(Point labeling examples)
------------------------------------
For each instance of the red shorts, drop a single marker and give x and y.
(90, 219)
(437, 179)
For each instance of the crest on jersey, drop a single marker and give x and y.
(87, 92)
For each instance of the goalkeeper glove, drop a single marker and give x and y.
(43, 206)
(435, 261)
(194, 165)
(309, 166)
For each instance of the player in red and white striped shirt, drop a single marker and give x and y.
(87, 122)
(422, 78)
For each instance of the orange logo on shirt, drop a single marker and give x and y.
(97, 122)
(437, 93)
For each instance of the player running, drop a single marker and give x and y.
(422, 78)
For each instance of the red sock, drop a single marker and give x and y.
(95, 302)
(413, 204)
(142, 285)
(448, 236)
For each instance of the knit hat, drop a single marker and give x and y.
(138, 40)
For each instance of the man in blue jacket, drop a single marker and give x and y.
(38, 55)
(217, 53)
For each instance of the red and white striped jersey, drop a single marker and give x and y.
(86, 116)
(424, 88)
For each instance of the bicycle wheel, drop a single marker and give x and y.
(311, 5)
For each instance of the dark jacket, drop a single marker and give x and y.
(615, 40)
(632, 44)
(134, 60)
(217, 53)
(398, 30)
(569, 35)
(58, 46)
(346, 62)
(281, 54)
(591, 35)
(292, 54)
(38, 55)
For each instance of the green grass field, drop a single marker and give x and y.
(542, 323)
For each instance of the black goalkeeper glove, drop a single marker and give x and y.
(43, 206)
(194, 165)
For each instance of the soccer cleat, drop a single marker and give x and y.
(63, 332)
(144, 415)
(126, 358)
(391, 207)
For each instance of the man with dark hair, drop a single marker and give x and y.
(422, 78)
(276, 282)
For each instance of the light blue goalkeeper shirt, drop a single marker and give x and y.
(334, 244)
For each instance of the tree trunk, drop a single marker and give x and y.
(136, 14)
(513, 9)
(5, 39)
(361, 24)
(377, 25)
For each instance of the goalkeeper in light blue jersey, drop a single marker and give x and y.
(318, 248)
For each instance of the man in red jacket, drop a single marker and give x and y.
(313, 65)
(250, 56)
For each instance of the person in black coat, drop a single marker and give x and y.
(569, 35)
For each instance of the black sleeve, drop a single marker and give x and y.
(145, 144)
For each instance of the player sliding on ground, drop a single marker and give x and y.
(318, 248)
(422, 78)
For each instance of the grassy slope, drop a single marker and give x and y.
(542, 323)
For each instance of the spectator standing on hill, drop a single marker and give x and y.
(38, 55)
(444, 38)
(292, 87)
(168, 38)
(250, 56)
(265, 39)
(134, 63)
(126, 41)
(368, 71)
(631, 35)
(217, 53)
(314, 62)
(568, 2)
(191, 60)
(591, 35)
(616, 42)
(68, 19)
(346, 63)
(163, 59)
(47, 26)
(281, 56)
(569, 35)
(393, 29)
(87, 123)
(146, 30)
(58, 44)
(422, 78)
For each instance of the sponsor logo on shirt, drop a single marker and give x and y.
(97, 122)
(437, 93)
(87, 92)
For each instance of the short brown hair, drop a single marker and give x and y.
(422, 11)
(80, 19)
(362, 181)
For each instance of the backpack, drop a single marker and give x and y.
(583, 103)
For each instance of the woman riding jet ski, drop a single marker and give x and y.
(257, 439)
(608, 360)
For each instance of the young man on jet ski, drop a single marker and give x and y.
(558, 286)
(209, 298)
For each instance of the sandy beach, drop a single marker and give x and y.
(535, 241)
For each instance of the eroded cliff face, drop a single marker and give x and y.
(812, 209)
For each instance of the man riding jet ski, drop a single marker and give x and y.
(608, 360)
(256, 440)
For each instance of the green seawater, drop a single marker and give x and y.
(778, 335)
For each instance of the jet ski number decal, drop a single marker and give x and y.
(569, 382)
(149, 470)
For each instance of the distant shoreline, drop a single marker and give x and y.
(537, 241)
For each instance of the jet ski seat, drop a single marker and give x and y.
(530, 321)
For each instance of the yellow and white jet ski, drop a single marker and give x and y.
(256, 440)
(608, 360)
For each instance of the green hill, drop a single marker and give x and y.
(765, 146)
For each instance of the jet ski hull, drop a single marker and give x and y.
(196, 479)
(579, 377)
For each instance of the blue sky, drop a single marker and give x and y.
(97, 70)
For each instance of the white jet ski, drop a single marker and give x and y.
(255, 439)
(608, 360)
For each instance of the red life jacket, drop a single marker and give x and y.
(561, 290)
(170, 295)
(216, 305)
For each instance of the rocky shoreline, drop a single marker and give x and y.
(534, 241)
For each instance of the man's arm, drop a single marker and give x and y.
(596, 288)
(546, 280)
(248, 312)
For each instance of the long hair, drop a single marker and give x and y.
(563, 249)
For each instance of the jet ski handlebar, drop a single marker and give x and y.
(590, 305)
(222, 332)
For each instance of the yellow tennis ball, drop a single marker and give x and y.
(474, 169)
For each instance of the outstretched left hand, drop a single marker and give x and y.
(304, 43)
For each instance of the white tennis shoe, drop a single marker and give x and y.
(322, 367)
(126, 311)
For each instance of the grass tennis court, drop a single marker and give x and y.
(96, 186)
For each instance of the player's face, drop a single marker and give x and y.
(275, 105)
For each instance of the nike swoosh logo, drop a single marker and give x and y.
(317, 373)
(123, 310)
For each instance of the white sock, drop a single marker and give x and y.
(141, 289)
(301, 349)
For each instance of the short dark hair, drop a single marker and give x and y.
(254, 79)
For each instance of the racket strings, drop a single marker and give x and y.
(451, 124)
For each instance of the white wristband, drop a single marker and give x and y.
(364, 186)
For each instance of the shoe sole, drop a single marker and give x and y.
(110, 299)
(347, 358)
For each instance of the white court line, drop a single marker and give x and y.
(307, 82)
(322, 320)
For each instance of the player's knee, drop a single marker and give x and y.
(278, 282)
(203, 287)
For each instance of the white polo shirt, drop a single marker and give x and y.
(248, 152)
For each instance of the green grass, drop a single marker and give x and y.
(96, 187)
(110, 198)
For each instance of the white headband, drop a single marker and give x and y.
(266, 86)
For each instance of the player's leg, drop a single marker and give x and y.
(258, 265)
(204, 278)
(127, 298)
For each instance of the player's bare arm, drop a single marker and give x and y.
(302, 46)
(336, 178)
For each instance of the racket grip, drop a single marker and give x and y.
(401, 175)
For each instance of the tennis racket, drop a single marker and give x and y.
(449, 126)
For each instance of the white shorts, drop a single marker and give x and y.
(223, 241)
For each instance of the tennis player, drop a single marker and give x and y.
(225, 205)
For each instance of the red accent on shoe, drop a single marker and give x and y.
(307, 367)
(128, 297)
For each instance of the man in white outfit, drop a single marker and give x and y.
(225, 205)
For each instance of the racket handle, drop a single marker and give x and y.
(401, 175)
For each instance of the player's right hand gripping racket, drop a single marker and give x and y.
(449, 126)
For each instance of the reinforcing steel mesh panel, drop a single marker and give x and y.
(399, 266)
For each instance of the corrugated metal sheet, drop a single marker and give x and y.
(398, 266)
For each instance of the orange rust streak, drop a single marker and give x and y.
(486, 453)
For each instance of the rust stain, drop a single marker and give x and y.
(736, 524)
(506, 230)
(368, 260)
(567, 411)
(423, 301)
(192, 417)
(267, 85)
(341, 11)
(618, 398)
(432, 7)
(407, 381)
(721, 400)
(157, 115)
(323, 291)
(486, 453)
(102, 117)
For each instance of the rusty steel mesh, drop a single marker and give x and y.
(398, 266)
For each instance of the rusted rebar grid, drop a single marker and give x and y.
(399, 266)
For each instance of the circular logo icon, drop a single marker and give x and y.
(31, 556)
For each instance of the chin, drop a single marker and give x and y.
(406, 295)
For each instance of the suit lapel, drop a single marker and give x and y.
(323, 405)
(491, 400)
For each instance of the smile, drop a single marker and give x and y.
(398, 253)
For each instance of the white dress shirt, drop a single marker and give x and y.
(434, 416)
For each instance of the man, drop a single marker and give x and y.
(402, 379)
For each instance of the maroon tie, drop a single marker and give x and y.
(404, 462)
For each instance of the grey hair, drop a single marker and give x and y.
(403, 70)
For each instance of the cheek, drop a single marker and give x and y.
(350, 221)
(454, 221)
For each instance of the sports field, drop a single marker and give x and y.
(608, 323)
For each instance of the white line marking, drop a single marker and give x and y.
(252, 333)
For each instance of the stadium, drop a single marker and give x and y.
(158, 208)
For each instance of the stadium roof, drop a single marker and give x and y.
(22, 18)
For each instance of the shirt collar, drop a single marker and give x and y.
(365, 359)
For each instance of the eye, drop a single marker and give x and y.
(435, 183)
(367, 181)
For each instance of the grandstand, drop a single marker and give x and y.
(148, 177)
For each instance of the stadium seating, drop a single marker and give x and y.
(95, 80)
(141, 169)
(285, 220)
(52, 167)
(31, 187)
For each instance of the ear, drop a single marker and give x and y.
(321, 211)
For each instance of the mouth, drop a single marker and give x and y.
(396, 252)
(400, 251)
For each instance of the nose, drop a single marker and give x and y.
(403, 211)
------------------------------------
GIVEN INSTRUCTION. Starting at the line that contains "For each instance of the eye, drop", repeat each line exactly through the last one in the listing. Include both of those lines and nothing more.

COMPLETE ANSWER.
For each instance of the eye, drop a single marker and give x and y.
(435, 183)
(367, 181)
For each instance of the grandstand, drop a single marker and give x and y.
(148, 177)
For each instance of the stadium seating, drop a single marker and give x and y.
(95, 80)
(141, 169)
(285, 220)
(52, 167)
(31, 187)
For each instance of the ear, drop a single marker and give x and y.
(321, 211)
For each instance of the mouth, drop a single marker and give x and y.
(396, 252)
(400, 251)
For each instance of the nose, drop a single marker and give x and y.
(403, 211)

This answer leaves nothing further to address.